» **EXERCISE DESCRIPTION**: In the material below, find every line with "volcanic" and pull it out.

*** Begin section ***

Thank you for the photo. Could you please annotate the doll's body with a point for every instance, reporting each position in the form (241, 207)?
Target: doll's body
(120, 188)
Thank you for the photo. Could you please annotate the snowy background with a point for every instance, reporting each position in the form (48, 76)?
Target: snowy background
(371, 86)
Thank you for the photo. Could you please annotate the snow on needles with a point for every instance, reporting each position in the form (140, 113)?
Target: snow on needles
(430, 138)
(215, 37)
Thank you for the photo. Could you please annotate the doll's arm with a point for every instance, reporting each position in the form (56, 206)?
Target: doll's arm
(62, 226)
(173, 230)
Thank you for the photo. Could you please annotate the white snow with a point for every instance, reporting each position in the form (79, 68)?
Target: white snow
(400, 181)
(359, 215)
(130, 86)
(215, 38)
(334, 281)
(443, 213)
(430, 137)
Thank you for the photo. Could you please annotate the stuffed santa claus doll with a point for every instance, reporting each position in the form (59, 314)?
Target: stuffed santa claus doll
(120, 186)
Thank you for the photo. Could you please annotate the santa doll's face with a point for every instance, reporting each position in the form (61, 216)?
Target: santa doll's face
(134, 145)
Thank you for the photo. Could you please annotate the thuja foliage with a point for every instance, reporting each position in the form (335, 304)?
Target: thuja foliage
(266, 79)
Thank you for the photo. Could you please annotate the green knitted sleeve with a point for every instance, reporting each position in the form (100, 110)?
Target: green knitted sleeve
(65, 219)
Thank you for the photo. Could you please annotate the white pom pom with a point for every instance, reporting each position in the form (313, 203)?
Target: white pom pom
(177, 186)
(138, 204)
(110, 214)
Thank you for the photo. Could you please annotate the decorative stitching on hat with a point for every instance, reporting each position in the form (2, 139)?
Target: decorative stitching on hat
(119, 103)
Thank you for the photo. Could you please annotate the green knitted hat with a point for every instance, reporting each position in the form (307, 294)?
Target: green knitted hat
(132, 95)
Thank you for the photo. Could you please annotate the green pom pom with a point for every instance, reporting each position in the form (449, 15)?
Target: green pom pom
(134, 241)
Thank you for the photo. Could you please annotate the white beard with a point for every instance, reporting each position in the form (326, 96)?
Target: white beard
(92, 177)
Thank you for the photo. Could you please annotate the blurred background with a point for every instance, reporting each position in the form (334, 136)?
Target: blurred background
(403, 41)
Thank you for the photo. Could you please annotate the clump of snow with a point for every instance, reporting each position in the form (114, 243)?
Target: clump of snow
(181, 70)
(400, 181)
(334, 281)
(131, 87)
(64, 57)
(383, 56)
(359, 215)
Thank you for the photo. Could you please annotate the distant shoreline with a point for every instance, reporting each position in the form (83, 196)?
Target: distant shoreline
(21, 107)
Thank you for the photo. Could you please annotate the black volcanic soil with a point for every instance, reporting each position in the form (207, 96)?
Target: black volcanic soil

*** End section ***
*** Begin section ***

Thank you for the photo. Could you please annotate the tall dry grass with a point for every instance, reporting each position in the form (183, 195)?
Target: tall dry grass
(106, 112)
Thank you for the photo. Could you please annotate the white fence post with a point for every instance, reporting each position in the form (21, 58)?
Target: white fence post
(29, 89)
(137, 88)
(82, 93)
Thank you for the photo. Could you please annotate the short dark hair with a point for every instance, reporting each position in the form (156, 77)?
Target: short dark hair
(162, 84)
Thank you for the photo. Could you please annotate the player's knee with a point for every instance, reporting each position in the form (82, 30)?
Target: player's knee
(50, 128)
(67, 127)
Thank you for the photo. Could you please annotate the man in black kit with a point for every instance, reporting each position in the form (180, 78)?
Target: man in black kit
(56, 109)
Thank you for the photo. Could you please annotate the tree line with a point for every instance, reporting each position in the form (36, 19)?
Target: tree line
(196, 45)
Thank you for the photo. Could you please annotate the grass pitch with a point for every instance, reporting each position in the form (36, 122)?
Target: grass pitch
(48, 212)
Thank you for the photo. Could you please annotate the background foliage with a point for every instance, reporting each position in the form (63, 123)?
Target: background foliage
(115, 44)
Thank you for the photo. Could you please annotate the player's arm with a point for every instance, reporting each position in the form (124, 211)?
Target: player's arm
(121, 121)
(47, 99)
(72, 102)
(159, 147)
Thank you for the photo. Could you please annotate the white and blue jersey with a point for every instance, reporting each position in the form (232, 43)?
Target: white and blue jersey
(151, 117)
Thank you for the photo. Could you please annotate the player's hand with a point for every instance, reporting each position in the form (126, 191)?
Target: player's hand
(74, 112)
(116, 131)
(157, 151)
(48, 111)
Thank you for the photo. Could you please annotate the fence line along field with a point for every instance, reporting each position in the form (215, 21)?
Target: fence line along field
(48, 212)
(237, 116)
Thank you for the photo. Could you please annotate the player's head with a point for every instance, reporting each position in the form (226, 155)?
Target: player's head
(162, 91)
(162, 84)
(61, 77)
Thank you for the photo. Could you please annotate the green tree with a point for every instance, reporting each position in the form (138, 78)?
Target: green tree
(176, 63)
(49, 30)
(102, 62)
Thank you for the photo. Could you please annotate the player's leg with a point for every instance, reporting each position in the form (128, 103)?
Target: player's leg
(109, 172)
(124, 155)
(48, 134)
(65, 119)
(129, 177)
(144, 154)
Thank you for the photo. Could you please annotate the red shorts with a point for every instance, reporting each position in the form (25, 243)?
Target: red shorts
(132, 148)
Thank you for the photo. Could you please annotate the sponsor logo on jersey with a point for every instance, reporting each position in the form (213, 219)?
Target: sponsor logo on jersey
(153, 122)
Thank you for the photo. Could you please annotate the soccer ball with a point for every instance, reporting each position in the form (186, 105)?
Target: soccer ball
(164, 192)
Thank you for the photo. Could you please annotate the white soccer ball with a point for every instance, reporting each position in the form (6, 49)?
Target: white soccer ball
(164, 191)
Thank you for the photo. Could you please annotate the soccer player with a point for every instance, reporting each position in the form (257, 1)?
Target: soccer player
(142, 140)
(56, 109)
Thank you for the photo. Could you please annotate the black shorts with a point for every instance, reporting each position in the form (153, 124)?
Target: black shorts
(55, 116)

*** End section ***

» **EXERCISE ANSWER**:
Thank you for the photo. Could you please annotate the black volcanic soil with a point for every instance, reporting each position in the form (207, 96)?
Target: black volcanic soil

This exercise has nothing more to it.